Look through the records that follow and state how many lines hold the word "array", without adding anything.

::::

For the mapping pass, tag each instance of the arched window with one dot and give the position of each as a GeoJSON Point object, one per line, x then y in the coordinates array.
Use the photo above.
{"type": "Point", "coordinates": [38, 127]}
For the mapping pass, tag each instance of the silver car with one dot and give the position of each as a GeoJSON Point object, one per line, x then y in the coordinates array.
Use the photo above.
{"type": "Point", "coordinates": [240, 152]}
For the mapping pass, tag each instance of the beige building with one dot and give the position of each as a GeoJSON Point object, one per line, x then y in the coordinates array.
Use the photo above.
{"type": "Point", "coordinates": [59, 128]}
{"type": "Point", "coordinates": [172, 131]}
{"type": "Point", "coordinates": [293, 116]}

::::

### [Answer]
3